Proteste spettacolo
La società dello spettacolo impera. Le manifestazioni popolari sono sempre più somiglianti ad una duplicazione del mondo dello spettacolo. Si susseguono nuovi stili di proteste, il più diffuso è il flasch mob, ovvero il lampo di folla. Il lampo è improvviso, la sua durata è minima, mentre il popolo è ridotto a folla indistinta di partecipanti. Il lampo di folla non preoccupa nessun potere, anzi, è organico alla cultura dello spettacolo, in esso prevale l’apparire sull’essere, l’atto dell’apparire al concetto. Il flasch mob si costituisce come una forma di protesta senza concetto, e dunque non intimorisce nessuno. Esso è improvviso, si appare, si decide quale postura ostentare e si scompare: non vi è struttura ideologica o politica a sostenere la protesta, la quale riguarda in media singoli provvedimenti e mai il contesto. Non si agisce contro il sistema, ma si protesta debolmente contro taluni aspetti. Chi guarda il lampo di folla resta attratto dallo spettacolo: ci si stende per terra, si sta immobili in piedi, ci si veste in un certo modo, o come è accaduto in Spagna i medici hanno protestato in mutande. Le cronache evidenziavano i bei corpi dei giovani medici spagnoli. Naturalmente, nulla di tutto questo è rivoluzionario, ma fortemente reazionario. Si usa il linguaggio della società dello spettacolo, si è già all’interno del modo di produzione, se ne condividono le parole, i comportamenti, i gusti, anzi lo si rafforza, perché si diviene veicolo della scomparsa del concetto, della protesta critica sorretta da strutture critiche e progettanti. Il concetto, nel migliore dei casi, resta inespresso, pertanto chi guarda ha semplicemente assistito ad un lampo di spettacolo e nulla più. In un’epoca in cui si teme di appartenere ad ideologie, questo nuovo modo di protestare, funge da catalizzatore per coloro che non vogliono impegnarsi, difatti si riproduce un individualismo di massa: ci si unisce e divide in tempi brevi senza incidere su nulla.
Modello neoliberista della protesta
Non è secondario che si importi dai paesi anglosassoni un modo di protestare ed un linguaggio associato interno alla globalizzazione neoliberista di cui si scontano gli effetti. La folla che protesta si ritrova in un dato luogo dopo il tamburellare in rete. La prima manifestazione di questo genere è stata nel 2002 a News York. Col tempo la protesta ha differenziato l’offerta degli spettacoli:
Freeze o Frozen: i partecipanti ad una certa ora si ritrovano in un luogo e restano immobili
Silent Rave: si riuniscono in certo luogo dotati di cuffie per musica e ballano in silenzio
Human Mirror: coppie di gemelli si radunano per attrarre l‘attenzione
Massive: migliaia di persone contemporaneamente in più città si uniscono per protestare, i partecipanti svolgono attività plurali dal ballare a leggere.
-=-=-
**Compiti da svolgere:**
1: Trascrivi dal testo di studio il brano da "Modello neoliberista della" a "ballare a leggere.".
2: Rispondi a queste domande sul testo di studio:
(a) In che anno si è svolta la prima manifestazione di questo genere?
(b) In che modo hanno protestato i medici in Spagna?
(c) Che cosa fanno i partecipanti a un Silent Rave?
3: Perché, secondo il testo di studio, il lampo di folla non intimorisce nessuno?
-=-=-
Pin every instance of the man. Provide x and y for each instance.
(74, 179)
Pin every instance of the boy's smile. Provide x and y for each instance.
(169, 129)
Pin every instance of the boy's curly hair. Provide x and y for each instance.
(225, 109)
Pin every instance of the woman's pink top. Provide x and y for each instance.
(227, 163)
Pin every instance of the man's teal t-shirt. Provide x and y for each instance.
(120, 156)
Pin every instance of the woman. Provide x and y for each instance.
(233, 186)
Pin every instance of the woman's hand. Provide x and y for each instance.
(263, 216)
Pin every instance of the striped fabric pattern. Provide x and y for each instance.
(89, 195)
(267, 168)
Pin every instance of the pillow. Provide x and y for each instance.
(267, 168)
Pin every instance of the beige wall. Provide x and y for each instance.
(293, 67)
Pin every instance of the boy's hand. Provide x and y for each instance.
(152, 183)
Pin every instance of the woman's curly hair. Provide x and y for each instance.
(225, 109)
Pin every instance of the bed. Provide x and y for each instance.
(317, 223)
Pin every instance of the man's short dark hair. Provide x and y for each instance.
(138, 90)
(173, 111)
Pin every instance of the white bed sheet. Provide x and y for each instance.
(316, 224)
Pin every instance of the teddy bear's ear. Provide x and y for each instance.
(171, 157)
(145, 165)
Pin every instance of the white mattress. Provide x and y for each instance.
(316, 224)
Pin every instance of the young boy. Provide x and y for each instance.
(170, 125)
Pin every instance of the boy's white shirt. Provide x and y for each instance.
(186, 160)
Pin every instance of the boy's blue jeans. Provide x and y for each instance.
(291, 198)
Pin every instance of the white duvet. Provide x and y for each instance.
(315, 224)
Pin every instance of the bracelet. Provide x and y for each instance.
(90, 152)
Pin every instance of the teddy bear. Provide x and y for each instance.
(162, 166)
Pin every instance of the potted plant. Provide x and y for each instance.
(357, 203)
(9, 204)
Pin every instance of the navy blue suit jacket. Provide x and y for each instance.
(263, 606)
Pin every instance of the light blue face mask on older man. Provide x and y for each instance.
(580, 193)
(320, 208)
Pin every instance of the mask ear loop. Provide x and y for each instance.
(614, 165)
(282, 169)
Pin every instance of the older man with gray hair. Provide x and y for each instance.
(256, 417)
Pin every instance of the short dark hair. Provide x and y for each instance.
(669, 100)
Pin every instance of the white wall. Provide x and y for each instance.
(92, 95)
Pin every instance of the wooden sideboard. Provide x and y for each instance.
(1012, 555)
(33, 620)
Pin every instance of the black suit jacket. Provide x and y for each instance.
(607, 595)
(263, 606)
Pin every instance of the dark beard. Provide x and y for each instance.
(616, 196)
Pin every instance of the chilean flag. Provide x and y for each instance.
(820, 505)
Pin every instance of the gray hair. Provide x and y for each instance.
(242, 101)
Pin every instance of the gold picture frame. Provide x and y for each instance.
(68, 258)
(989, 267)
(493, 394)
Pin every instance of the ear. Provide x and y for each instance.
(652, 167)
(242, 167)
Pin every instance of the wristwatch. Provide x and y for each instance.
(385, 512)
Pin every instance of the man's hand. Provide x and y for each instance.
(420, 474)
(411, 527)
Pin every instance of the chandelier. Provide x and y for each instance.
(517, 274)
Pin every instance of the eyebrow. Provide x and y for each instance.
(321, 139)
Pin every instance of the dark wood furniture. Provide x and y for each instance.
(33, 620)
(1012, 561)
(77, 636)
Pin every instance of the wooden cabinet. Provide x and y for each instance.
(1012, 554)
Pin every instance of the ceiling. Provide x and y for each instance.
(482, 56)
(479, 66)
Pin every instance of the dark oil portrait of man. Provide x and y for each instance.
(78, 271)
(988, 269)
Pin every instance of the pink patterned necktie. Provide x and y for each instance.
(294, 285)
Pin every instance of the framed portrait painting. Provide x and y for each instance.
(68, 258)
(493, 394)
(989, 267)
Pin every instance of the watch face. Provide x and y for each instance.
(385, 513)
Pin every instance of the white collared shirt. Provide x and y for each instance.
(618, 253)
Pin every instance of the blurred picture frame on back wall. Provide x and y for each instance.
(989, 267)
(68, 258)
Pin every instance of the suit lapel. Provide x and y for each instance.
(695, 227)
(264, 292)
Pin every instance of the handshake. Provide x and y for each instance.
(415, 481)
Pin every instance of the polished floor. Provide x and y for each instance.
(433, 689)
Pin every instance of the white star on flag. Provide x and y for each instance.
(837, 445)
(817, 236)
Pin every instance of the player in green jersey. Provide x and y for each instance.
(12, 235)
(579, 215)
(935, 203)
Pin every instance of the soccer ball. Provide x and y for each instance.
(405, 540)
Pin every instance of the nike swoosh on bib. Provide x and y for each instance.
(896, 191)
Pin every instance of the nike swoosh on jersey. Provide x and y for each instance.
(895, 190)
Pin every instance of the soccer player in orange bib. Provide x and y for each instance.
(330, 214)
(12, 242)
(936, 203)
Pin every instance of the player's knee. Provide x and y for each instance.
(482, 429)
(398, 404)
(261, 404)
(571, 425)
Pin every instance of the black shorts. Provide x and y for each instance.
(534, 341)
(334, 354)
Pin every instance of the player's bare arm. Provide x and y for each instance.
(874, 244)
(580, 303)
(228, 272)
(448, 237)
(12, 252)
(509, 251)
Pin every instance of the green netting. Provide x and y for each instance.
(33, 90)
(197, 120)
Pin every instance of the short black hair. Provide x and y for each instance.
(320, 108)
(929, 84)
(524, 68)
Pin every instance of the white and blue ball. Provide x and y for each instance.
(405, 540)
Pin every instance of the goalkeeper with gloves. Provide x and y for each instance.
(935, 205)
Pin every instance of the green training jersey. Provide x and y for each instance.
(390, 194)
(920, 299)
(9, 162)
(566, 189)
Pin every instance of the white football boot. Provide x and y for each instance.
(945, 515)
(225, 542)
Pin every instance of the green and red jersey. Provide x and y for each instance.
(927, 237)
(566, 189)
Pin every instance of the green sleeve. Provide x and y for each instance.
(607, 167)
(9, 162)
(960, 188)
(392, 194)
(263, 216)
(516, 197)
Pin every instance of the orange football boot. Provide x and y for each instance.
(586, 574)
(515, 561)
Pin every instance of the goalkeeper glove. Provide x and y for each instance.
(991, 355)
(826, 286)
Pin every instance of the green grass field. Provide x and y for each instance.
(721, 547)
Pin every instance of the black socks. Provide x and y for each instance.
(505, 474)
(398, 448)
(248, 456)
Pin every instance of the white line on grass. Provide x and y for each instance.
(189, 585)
-=-=-
**Soluzioni:**
1:
Modello neoliberista della protesta
Non è secondario che si importi dai paesi anglosassoni un modo di protestare ed un linguaggio associato interno alla globalizzazione neoliberista di cui si scontano gli effetti. La folla che protesta si ritrova in un dato luogo dopo il tamburellare in rete. La prima manifestazione di questo genere è stata nel 2002 a News York. Col tempo la protesta ha differenziato l’offerta degli spettacoli:
Freeze o Frozen: i partecipanti ad una certa ora si ritrovano in un luogo e restano immobili
Silent Rave: si riuniscono in certo luogo dotati di cuffie per musica e ballano in silenzio
Human Mirror: coppie di gemelli si radunano per attrarre l‘attenzione
Massive: migliaia di persone contemporaneamente in più città si uniscono per protestare, i partecipanti svolgono attività plurali dal ballare a leggere.

2:
(a) Nel 2002.
(b) In mutande.
(c) Si riuniscono in un certo luogo con le cuffie per la musica e ballano in silenzio.

3: Perché si costituisce come una forma di protesta senza concetto. Non ha una struttura ideologica o politica che la sostenga e riguarda in media singoli provvedimenti, mai il contesto.